短い課題 A: 請求書に関する記事から、適格請求書に区分記載請求書の必要事項とは別に記載しなければならない事項を、すべて書き出してください。
短い課題 B: 請求書に関する記事のうち、「通常の請求書には法的な発行義」から「どの決まりがある請求書です。」までを、その語句も含めてそのまま写してください。

請求書とは、商品やサービスの提供によって発生した代金を請求するための書類です。

通常の請求書には法的な発行義務があるわけではないため、商品などの提供の際に必ずしも発行しなくてはいけないというわけではありません。また、法的に定められたフォーマットもないため、Excelや手書き、請求書作成サービスなど、さまざまな方法によって作成できます。

ただし、現在の慣習や経理業務の都合上、代金を請求する際は規定の事項を記載した請求書を発行するのが一般的とされています。

適格請求書とは?

2023年10月1日から施行されたインボイス制度は、消費税の仕入税額控除を行うために「適格請求書(インボイス)」と呼ばれる書類を求める制度です。

2019年10月1日〜2023年9月30日は「区分記載請求書」と呼ばれる請求書の様式が使われていました。区分記載請求書とは、8%や10%といった税率区分ごとに合計した金額を記載するなどの決まりがある請求書です。

新しく施行された適格請求書では、区分記載請求書の必要事項に加え、以下の事項を記載する必要があります。

・適格請求書発行事業者の氏名又は名称及び登録番号
・税率ごとに区分して合計した対価の額(税抜き又は税込み)及び適用税率
・税率ごとに区分した消費税額等

参照:適格請求書等保存方式の概要

請求書の作成で必要となるもの

請求書を作成して送付するにあたって必要なものは、以下の通りです。

[データ収集の記録]
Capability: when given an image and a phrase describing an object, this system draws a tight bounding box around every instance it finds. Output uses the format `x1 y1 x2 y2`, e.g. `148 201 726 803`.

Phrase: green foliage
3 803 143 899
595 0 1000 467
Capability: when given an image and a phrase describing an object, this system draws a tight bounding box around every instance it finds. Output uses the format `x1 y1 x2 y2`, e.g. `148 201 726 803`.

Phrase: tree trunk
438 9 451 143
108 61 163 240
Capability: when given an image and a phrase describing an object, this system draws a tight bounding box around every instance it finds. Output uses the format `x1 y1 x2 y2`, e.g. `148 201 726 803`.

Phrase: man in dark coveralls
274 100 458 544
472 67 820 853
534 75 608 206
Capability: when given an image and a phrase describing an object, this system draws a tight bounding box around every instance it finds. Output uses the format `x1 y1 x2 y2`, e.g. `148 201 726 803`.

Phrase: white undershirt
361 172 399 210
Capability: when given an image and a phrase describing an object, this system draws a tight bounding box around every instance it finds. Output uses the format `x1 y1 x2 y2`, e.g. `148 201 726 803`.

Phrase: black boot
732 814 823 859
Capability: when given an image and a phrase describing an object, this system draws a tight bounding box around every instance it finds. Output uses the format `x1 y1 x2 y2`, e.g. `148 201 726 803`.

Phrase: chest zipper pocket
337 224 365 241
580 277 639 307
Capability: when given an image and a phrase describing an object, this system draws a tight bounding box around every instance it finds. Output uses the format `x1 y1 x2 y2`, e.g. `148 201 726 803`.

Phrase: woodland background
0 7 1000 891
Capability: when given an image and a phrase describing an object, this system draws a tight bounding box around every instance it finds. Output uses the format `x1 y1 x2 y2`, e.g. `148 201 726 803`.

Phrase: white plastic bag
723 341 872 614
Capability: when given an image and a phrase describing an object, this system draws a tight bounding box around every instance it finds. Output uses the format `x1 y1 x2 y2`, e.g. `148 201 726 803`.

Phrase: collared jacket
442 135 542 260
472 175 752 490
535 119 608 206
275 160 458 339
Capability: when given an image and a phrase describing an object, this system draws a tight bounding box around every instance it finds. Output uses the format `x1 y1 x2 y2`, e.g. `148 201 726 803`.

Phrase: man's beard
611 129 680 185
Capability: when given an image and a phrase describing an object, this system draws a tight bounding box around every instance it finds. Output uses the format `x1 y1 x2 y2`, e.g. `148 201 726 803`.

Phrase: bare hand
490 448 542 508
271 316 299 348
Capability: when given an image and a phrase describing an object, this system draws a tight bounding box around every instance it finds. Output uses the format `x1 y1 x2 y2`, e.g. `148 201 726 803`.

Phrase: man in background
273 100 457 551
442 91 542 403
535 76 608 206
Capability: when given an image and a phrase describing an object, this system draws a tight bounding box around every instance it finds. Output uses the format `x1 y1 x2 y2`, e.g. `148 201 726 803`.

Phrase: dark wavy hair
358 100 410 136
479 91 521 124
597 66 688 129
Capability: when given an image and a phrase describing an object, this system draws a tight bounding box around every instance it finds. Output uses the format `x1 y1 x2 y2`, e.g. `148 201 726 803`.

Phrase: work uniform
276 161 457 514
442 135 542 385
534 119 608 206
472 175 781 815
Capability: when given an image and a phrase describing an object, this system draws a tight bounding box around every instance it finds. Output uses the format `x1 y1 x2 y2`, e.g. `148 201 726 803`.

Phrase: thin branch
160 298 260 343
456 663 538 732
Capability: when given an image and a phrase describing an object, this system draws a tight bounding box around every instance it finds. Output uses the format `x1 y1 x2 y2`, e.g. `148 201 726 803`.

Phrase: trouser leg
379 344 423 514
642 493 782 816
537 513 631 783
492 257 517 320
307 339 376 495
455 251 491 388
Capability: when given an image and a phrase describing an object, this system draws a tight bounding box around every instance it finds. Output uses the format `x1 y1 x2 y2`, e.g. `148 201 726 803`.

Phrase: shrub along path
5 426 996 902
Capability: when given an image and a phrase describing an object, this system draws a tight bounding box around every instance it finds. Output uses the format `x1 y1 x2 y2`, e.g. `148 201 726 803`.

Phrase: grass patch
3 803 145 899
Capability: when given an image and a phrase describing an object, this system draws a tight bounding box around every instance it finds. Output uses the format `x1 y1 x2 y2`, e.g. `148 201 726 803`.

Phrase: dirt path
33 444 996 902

課題の回答 A:
・適格請求書発行事業者の氏名又は名称及び登録番号
・税率ごとに区分して合計した対価の額(税抜き又は税込み)及び適用税率
・税率ごとに区分した消費税額等

課題の回答 B:
通常の請求書には法的な発行義務があるわけではないため、商品などの提供の際に必ずしも発行しなくてはいけないというわけではありません。また、法的に定められたフォーマットもないため、Excelや手書き、請求書作成サービスなど、さまざまな方法によって作成できます。

ただし、現在の慣習や経理業務の都合上、代金を請求する際は規定の事項を記載した請求書を発行するのが一般的とされています。

適格請求書とは?

2023年10月1日から施行されたインボイス制度は、消費税の仕入税額控除を行うために「適格請求書(インボイス)」と呼ばれる書類を求める制度です。

2019年10月1日〜2023年9月30日は「区分記載請求書」と呼ばれる請求書の様式が使われていました。区分記載請求書とは、8%や10%といった税率区分ごとに合計した金額を記載するなどの決まりがある請求書です。